### TASK INSTRUCTIONS
Pull out each line in the items below that contains the word "hung".

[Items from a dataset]
* * *

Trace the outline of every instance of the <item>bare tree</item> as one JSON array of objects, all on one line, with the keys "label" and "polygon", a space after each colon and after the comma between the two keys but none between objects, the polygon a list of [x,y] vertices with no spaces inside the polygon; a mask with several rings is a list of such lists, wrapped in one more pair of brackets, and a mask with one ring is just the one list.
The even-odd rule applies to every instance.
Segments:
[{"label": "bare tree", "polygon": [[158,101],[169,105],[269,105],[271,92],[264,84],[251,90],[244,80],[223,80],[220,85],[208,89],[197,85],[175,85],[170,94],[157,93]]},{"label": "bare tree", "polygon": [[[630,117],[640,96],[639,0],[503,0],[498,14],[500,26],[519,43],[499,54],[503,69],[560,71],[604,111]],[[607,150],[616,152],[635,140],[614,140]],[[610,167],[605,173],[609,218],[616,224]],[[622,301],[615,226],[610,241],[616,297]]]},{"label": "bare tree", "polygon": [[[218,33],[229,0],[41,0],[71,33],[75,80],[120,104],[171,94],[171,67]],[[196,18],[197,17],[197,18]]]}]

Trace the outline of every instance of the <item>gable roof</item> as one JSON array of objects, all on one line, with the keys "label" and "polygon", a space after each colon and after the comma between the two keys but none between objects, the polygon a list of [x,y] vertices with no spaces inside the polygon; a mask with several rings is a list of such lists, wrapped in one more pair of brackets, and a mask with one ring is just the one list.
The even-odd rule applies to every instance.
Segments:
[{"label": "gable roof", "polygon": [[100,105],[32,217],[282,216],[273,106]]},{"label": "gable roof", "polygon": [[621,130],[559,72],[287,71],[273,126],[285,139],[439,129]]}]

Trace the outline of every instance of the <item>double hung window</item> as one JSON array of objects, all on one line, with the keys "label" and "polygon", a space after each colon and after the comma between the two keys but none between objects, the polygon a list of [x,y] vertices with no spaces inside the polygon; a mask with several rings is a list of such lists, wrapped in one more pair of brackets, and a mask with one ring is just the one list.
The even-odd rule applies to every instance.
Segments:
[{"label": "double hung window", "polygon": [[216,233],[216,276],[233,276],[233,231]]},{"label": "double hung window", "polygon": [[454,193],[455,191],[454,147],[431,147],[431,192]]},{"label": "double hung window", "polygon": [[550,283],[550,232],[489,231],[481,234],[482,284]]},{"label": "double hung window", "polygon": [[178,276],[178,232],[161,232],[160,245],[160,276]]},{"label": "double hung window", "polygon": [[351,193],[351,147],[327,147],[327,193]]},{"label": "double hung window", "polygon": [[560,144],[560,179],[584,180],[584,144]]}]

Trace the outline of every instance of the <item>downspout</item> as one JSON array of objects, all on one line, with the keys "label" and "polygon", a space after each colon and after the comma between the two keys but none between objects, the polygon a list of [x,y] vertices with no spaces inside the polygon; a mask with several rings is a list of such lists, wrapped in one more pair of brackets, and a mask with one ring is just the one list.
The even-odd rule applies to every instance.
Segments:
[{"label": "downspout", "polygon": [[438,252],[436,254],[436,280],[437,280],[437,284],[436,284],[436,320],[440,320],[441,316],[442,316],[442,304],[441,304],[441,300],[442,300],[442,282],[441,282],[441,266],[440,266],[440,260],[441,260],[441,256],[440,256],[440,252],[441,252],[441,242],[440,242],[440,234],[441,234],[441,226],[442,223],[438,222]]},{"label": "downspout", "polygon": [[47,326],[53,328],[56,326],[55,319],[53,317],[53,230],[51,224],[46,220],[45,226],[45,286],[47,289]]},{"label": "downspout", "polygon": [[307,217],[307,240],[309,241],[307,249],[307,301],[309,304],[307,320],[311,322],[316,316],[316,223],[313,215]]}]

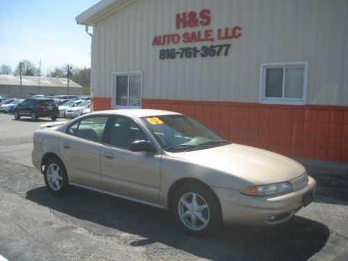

* * *

### WRITTEN RESPONSE
Trace the outline of every instance of the <item>double hung window</item> as one JSON array of objects, all on one line, with the keys "label" and "polygon", a space after each colon and after the comma between the two keys but none between objects, the polygon a list of [x,y] vertices with no spaces inside the polygon; a mask with several rings is a list of such lists, wrapped in one more pair of brackets, and a mask with one ring is just the one list.
[{"label": "double hung window", "polygon": [[216,233],[216,276],[233,276],[233,231]]},{"label": "double hung window", "polygon": [[454,193],[455,191],[454,147],[431,147],[431,192]]},{"label": "double hung window", "polygon": [[550,283],[550,232],[489,231],[481,234],[482,284]]},{"label": "double hung window", "polygon": [[178,276],[178,232],[161,232],[160,245],[160,276]]},{"label": "double hung window", "polygon": [[351,193],[351,147],[327,147],[327,193]]},{"label": "double hung window", "polygon": [[560,144],[560,179],[584,180],[584,144]]}]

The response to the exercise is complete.